__DATA FOR THIS TASK__.

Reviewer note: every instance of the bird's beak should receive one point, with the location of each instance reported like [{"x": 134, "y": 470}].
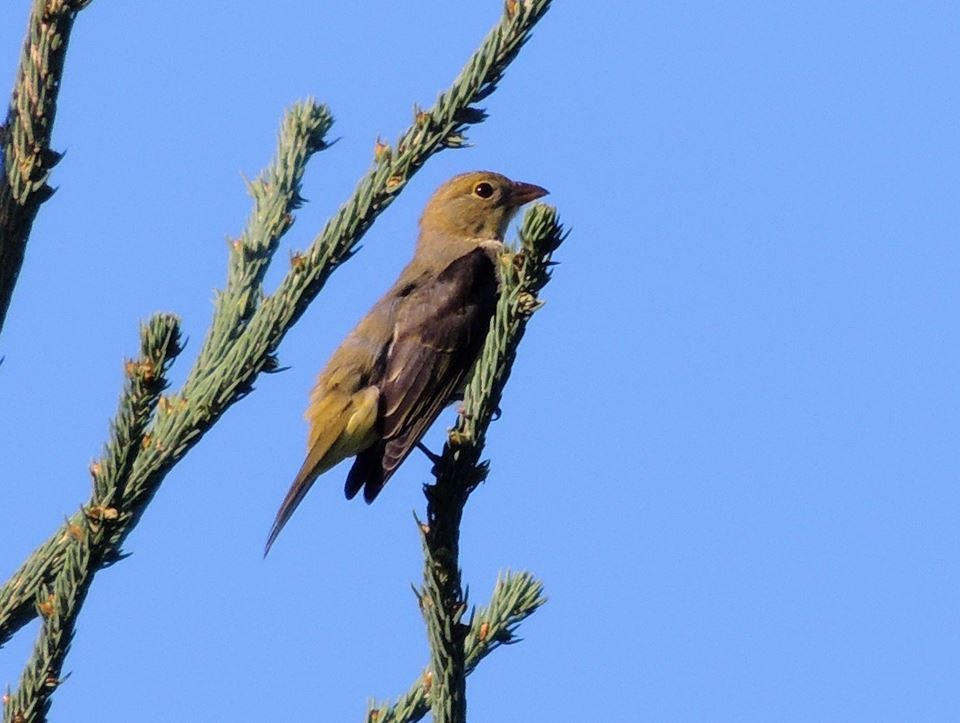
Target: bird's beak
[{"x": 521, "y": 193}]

--

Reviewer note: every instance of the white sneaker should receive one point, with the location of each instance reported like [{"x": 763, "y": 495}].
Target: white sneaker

__WHAT YOU WILL DO__. Reproduce the lines from the one containing "Reviewer note: every instance of the white" to the one containing "Target: white sneaker", both included, character for character.

__REPLY TO THE EXERCISE__.
Reviewer note: every instance of the white sneaker should receive one point, with the location of each instance reported like [{"x": 763, "y": 495}].
Target: white sneaker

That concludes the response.